::: Data lines :::
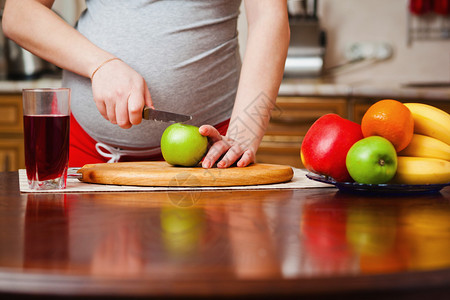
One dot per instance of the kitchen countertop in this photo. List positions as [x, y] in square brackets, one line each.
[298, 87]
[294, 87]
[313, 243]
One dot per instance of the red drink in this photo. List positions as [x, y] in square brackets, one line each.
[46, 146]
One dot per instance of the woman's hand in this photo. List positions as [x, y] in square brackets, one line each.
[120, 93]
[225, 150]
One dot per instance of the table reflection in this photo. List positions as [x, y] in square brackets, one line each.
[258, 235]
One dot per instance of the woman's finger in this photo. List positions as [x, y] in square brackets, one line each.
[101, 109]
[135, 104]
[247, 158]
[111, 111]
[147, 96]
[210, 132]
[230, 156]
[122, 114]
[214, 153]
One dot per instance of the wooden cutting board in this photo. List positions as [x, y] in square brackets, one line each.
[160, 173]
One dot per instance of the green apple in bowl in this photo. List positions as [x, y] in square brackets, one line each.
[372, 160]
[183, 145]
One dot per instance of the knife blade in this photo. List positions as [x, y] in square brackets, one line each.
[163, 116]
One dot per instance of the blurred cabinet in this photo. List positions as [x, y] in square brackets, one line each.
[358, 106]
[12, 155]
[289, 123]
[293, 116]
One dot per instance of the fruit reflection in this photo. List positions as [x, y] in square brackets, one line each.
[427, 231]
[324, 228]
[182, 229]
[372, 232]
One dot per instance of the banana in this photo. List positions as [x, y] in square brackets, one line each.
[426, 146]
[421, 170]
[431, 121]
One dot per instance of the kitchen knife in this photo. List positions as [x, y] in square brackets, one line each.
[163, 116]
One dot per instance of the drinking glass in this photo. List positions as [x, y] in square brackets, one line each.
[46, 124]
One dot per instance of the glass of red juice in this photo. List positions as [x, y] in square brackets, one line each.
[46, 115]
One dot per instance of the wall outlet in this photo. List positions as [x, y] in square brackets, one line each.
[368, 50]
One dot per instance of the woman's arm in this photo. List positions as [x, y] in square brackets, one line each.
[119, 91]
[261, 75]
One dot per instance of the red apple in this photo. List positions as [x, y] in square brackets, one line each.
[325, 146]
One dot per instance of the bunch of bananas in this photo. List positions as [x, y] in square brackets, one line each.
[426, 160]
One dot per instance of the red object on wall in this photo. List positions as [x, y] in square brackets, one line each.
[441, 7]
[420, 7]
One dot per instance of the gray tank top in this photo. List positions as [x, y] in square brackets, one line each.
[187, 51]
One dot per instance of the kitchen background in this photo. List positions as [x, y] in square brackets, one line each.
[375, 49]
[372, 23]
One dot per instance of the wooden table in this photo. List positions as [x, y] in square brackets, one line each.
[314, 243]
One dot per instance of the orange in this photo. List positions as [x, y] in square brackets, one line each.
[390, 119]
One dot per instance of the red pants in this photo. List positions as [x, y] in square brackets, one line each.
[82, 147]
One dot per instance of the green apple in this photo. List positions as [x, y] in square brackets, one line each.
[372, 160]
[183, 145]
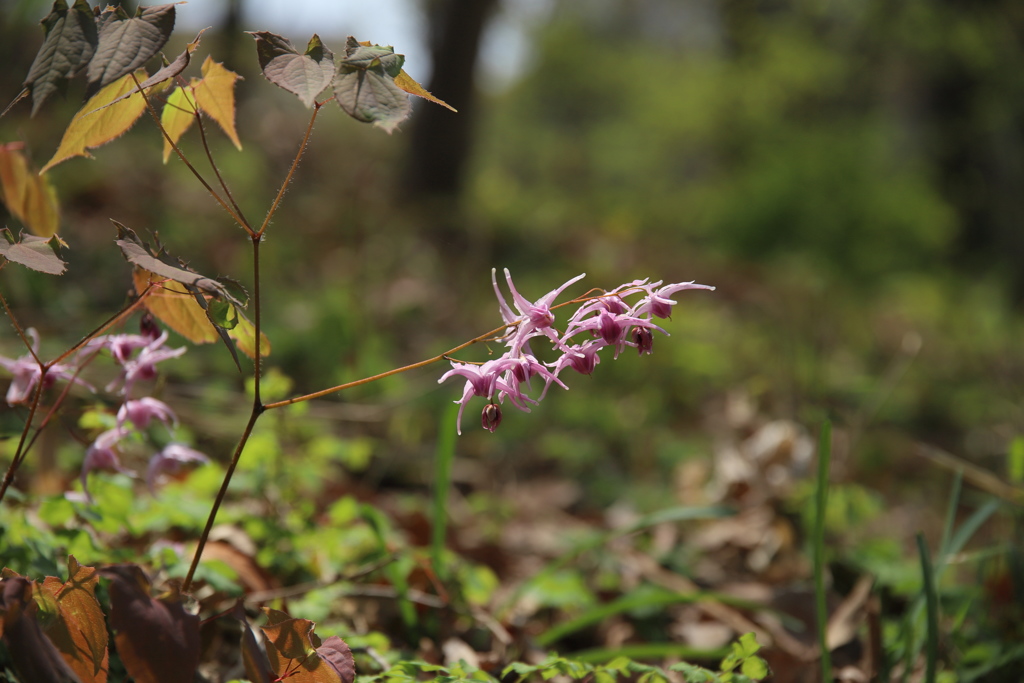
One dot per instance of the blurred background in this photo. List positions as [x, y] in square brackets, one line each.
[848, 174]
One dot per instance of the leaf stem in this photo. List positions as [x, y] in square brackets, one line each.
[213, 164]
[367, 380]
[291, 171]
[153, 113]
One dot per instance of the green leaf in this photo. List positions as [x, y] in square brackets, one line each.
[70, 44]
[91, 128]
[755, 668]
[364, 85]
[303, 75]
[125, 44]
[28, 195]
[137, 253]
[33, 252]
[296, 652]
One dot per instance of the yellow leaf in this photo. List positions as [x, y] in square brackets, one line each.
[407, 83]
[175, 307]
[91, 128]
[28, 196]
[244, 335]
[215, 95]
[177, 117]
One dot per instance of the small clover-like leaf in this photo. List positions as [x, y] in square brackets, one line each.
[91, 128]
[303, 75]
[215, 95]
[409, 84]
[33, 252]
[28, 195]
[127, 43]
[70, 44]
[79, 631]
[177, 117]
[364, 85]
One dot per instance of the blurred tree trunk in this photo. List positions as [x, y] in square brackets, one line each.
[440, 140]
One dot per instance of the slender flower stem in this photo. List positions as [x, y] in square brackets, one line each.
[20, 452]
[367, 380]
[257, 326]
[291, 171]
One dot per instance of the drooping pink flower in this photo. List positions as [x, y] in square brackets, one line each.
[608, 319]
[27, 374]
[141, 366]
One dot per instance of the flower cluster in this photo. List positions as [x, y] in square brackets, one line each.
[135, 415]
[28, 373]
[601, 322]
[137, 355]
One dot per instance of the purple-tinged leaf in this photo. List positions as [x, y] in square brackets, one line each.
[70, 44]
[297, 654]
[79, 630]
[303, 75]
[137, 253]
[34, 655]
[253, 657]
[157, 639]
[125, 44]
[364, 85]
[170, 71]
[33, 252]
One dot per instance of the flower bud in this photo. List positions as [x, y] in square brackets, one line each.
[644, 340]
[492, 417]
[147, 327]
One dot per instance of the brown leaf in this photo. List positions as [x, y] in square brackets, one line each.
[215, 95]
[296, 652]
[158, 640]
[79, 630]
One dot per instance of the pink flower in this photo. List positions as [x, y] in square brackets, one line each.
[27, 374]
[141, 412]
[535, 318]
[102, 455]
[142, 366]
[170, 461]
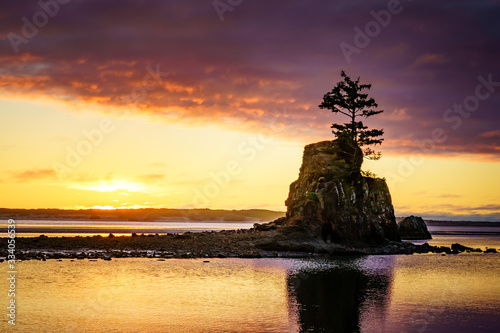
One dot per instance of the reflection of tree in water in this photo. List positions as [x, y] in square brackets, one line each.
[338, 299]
:::
• Task to carry out: Give again the lines from the line that contains "One dot per instance of the slender" through the last line of the material above, exactly and with both ends included. Omit the pictures.

• Problem solution:
One dot per instance of the slender flower stem in this photo. List positions as [x, y] in square brackets, one line each.
[20, 452]
[367, 380]
[257, 326]
[291, 171]
One dot per instance of the drooping pink flower in this photo. List positions as [x, y] in square brackets, one line each.
[608, 319]
[27, 374]
[141, 366]
One dot per instance of the flower cluster in this photo. List positions as [x, y] in square brackets, one line each.
[135, 415]
[28, 373]
[601, 322]
[137, 355]
One dot per instance of the purple-tinged leaf in this photo. List positions as [x, y] in square brackets, one line each.
[70, 44]
[297, 654]
[79, 630]
[303, 75]
[137, 253]
[34, 655]
[253, 657]
[157, 639]
[125, 44]
[364, 85]
[170, 71]
[33, 252]
One dot per instance of the flower bud in this photo. List positions as [x, y] in square brackets, one line each.
[644, 340]
[492, 417]
[147, 327]
One dot per instance of the brown leaf in this photo. List positions as [x, y] in square brackets, one line each.
[215, 95]
[296, 652]
[158, 640]
[79, 630]
One dot per instance of the pink flower in this photo. List positions as [x, y] in square brackets, one line each.
[27, 374]
[141, 412]
[535, 318]
[102, 455]
[142, 366]
[170, 461]
One dot per instance of the reflection of tree in water in this photo. List positions as [x, y] in square brackets, one line each.
[338, 299]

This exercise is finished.